#### YOUR GOAL:
Here are some records. Repeat them all exactly.

#### DATA FOR PROCESSING:

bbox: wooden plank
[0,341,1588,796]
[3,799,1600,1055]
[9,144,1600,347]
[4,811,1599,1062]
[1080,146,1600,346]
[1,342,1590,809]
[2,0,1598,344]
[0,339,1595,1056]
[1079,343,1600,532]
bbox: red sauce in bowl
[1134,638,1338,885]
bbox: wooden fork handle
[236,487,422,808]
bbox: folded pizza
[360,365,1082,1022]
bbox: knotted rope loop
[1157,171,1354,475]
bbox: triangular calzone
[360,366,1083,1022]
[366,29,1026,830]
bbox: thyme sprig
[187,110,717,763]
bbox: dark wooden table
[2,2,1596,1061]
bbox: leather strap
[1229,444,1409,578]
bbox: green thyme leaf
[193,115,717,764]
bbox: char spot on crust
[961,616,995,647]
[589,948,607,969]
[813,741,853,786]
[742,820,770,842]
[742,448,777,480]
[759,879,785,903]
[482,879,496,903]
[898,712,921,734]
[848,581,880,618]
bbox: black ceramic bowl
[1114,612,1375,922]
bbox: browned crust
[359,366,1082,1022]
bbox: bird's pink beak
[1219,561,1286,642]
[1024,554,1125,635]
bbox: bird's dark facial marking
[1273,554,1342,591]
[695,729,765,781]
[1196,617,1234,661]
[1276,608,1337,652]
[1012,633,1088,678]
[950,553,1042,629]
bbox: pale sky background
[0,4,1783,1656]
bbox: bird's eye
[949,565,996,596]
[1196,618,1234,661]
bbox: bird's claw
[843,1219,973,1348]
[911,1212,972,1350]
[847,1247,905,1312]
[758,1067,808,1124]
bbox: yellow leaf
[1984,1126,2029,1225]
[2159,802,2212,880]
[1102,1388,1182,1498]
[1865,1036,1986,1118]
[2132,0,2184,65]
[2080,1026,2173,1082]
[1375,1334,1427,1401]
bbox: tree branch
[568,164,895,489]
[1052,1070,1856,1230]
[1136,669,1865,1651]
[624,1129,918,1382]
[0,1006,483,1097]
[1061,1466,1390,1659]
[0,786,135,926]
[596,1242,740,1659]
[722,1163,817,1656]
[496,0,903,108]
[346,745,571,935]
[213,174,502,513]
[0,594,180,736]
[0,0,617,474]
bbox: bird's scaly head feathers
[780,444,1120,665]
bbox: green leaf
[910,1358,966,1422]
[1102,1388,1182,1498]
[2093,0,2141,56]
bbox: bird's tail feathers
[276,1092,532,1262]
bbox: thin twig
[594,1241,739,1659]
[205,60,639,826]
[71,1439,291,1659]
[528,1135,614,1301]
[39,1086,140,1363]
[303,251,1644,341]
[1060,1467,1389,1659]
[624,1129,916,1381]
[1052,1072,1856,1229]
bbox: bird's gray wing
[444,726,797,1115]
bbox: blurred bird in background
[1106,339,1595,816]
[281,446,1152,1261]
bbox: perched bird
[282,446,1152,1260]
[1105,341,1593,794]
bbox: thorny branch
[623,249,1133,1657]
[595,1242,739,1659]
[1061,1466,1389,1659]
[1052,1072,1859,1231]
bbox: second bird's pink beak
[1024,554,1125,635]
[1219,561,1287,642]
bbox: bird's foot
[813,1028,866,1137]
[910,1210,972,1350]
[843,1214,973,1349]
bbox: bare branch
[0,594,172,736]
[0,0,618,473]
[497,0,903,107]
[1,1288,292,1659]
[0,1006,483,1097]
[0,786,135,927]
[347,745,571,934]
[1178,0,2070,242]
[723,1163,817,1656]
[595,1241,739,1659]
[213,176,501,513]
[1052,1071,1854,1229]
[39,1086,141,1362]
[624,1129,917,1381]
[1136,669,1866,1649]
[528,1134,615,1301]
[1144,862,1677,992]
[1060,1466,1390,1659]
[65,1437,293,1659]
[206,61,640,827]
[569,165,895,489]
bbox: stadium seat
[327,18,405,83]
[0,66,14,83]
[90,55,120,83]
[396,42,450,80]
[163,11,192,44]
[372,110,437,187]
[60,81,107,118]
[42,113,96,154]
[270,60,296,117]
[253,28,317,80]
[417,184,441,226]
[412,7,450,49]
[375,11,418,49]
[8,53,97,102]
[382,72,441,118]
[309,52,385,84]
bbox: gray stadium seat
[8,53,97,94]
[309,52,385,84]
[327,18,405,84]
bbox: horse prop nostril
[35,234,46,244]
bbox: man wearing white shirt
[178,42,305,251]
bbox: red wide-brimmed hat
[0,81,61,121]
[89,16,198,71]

#### OUTPUT:
bbox: wooden plank
[0,341,1588,796]
[3,799,1600,1055]
[9,144,1600,347]
[4,811,1599,1062]
[1080,146,1600,346]
[1,342,1590,809]
[2,0,1598,344]
[0,339,1595,1056]
[1079,343,1600,532]
bbox: red sauce in bowl
[1134,638,1338,885]
bbox: wooden fork handle
[236,487,422,808]
bbox: folded pizza
[360,365,1082,1022]
bbox: knotted rope loop
[1157,171,1354,475]
bbox: triangular calzone
[360,366,1083,1022]
[366,29,1026,830]
bbox: thyme sprig
[187,110,717,763]
bbox: dark wooden table
[2,2,1596,1061]
bbox: leather strap
[1229,444,1409,578]
bbox: green thyme leaf
[193,115,717,764]
bbox: char spot on crust
[961,616,995,647]
[589,948,607,969]
[813,741,853,786]
[742,820,770,842]
[742,448,777,480]
[759,879,785,903]
[482,879,496,903]
[898,712,921,734]
[848,581,880,618]
bbox: black ceramic bowl
[1114,612,1375,922]
bbox: browned crust
[359,366,1082,1022]
bbox: bird's pink beak
[1219,561,1286,642]
[1024,554,1125,635]
bbox: bird's dark facial marking
[1273,554,1342,591]
[695,729,765,781]
[1196,617,1234,661]
[1276,608,1337,652]
[1012,633,1088,678]
[950,553,1042,629]
bbox: pale sky background
[0,4,1783,1656]
bbox: bird's eye
[949,565,996,596]
[1196,618,1234,661]
bbox: bird's claw
[843,1219,973,1348]
[911,1212,972,1350]
[847,1247,905,1312]
[758,1067,808,1124]
bbox: yellow leaf
[1984,1126,2029,1225]
[2159,802,2212,880]
[1102,1388,1182,1498]
[1865,1036,1986,1118]
[2132,0,2184,65]
[2080,1026,2173,1082]
[1375,1334,1427,1401]
bbox: tree branch
[568,164,895,489]
[1052,1070,1856,1230]
[1136,669,1865,1651]
[624,1129,918,1382]
[0,1006,483,1097]
[1061,1466,1390,1659]
[0,786,135,926]
[596,1242,740,1659]
[722,1163,817,1656]
[496,0,903,108]
[346,745,571,935]
[213,174,502,513]
[0,594,180,736]
[0,0,617,474]
bbox: bird's scaly head feathers
[780,444,1120,665]
bbox: green leaf
[910,1358,966,1422]
[1102,1388,1182,1498]
[2093,0,2141,56]
bbox: bird's tail feathers
[276,1092,532,1262]
bbox: thin twig
[594,1241,739,1659]
[205,60,639,826]
[71,1439,291,1659]
[528,1135,614,1301]
[39,1086,140,1363]
[303,251,1644,341]
[1060,1467,1389,1659]
[624,1129,916,1381]
[1052,1072,1856,1229]
bbox: bird's gray wing
[444,726,797,1115]
bbox: blurred bird in background
[1106,339,1595,816]
[281,446,1152,1261]
bbox: perched bird
[282,446,1152,1260]
[1105,341,1593,794]
bbox: thorny branch
[623,249,1133,1657]
[595,1242,739,1659]
[1061,1466,1389,1659]
[1052,1072,1859,1231]
bbox: second bird's pink beak
[1024,554,1125,635]
[1219,561,1287,642]
bbox: bird's foot
[813,1028,866,1137]
[910,1210,972,1350]
[843,1214,973,1349]
bbox: bare branch
[0,594,172,736]
[0,0,618,473]
[497,0,903,107]
[1,1288,292,1659]
[0,1006,483,1097]
[0,786,135,927]
[347,745,571,934]
[1178,0,2070,242]
[723,1163,817,1656]
[595,1241,739,1659]
[213,176,501,513]
[1052,1071,1854,1229]
[39,1086,141,1362]
[624,1129,917,1381]
[1136,669,1866,1649]
[528,1134,615,1301]
[1144,862,1677,992]
[1060,1466,1390,1659]
[65,1437,293,1659]
[206,61,640,827]
[569,165,895,489]
bbox: stadium seat
[327,18,405,83]
[0,66,14,83]
[90,55,120,83]
[396,42,450,80]
[163,11,192,44]
[372,110,437,187]
[60,81,107,118]
[42,113,96,154]
[270,60,296,117]
[253,28,317,80]
[417,184,441,226]
[412,7,450,49]
[375,11,418,49]
[8,53,97,102]
[382,72,441,118]
[309,52,385,84]
bbox: gray stadium seat
[8,53,97,94]
[309,52,385,84]
[327,18,405,84]
bbox: horse prop nostril
[35,234,46,244]
bbox: man wearing white shirt
[178,42,305,251]
bbox: red wide-brimmed hat
[0,81,61,121]
[89,16,198,71]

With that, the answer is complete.